▸ Exercices
a. Pouvez-vous réécrire sous forme de liste le paragraphe de l'article qui commence par « L’Occident a refusé », en conservant ses faits principaux ?
b. Pouvez-vous présenter en tableau Markdown, avec les colonnes « N° » et « Contenu », les lignes de données depuis celle qui contient « May I kindly ask you to find the front » jusqu'à celle qui contient « xmin=15 ymin=341 xmax=752 ymax=598 », incluse, en omettant les lignes vides ?

Faut-il avoir peur de la Russie ? (2/3)

Faut-il avoir peur de la Russie ? (1/3)

La Russie a atteint partiellement ses objectifs en Ukraine. Sur le terrain, malgré les violations constantes du cessez-le-feu, la situation est plus ou moins stable. Kiev a perdu le contrôle de larges portions de son territoire et est militairement incapable de le reprendre. 15 000 rebelles tiennent en échec une armée ukrainienne de 50 000 hommes, mal équipée, peu professionnelle et largement démoralisée.

L’Occident a refusé de vendre des armes à l’Ukraine et toute aide militaire directe de l’OTAN à Kiev paraît exclue. L’adhésion de l’Ukraine à l’Union européenne est repoussée à 2020, et Dieu sait où en sera l’Union européenne dans cinq ans.

Moscou poursuit patiemment et prudemment sa stratégie de « guerre larvée » en Ukraine de l’Est, sans intervention directe, en fournissant aux rebelles des armes et le soutien discret de forces spéciales, tout en cherchant à réduire le niveau de tension avec l’Ouest et à obtenir la levée des sanctions. Dans ce conflit, c’est la Russie qui détient l’initiative car elle semble être la seule à avoir une véritable stratégie face à un Occident plutôt divisé.

L’enjeu ukrainien est capital pour la Russie. Dans la vaste plaine d’Europe orientale, privée de frontières naturelles, la Russie a besoin d’« Etats tampons » pour assurer sa sécurité. Ce rôle d’« Etats tampons » permettant à la Russie de mettre de la distance, entre son propre territoire et un éventuel ennemi, doit être assumé, dans la doctrine militaire de Moscou, par l’Ukraine et à la Biélorussie. Moscou considère la « profondeur stratégique » assurée par ces deux ex-Républiques soviétiques devenues des Etats indépendants en 1991, comme un élément essentiel de sa sécurité.

D’autre part, comme le soulignait Zbigniew Brzezinski dans son livre Le Grand Echiquier (1997), l’Ukraine est un enjeu capital pour la Russie également pour les raisons démographiques. Sans les 46 millions d’Ukrainiens, la Russie pourra toujours prétendre au statut d’un Empire, mais un Empire à prédominance asiatique, affirmait Brzezinski. En revanche, le retour de l’Ukraine dans la sphère d’influence russe donnerait à la Russie le statut d’une grande puissance sur le continent européen.

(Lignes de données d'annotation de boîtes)
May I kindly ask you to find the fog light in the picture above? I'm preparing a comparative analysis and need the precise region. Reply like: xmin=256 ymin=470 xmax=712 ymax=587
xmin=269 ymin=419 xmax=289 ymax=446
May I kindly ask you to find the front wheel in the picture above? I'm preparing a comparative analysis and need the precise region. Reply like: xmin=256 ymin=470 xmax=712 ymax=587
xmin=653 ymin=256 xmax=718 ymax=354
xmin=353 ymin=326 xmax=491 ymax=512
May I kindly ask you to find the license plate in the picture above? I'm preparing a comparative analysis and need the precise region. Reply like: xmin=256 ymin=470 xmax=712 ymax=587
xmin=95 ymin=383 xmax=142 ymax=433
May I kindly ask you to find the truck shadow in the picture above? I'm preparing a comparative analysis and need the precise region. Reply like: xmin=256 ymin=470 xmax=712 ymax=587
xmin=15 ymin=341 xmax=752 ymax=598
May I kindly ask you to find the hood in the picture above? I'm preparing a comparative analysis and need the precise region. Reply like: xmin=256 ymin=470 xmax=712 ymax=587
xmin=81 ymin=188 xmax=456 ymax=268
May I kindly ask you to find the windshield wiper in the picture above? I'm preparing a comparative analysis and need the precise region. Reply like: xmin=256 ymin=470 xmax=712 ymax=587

▸ Corrigé
a.
- L’Occident a refusé de vendre des armes à l’Ukraine.
- Toute aide militaire directe de l’OTAN à Kiev paraît exclue.
- L’adhésion de l’Ukraine à l’Union européenne est repoussée à 2020.
- L’avenir de l’Union européenne dans cinq ans reste incertain.

b.
| N° | Contenu |
|---|---|
| 1 | May I kindly ask you to find the front wheel in the picture above? I'm preparing a comparative analysis and need the precise region. Reply like: xmin=256 ymin=470 xmax=712 ymax=587 |
| 2 | xmin=653 ymin=256 xmax=718 ymax=354 |
| 3 | xmin=353 ymin=326 xmax=491 ymax=512 |
| 4 | May I kindly ask you to find the license plate in the picture above? I'm preparing a comparative analysis and need the precise region. Reply like: xmin=256 ymin=470 xmax=712 ymax=587 |
| 5 | xmin=95 ymin=383 xmax=142 ymax=433 |
| 6 | May I kindly ask you to find the truck shadow in the picture above? I'm preparing a comparative analysis and need the precise region. Reply like: xmin=256 ymin=470 xmax=712 ymax=587 |
| 7 | xmin=15 ymin=341 xmax=752 ymax=598 |